TASK REQUIREMENTS: Print every line of the listing below, word for word and in the same order.

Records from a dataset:
________________________

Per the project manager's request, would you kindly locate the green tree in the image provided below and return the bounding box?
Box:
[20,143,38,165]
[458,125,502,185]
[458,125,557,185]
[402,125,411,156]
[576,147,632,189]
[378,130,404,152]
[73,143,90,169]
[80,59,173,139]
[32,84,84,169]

________________________

EXPECTED OUTPUT:
Per the project manager's request, would you kindly locate the green tree in the image provided below and return the bounding box?
Box:
[20,143,38,165]
[458,125,502,185]
[458,125,557,185]
[402,125,411,156]
[576,147,632,189]
[378,130,404,152]
[73,143,90,169]
[80,59,173,139]
[32,84,84,169]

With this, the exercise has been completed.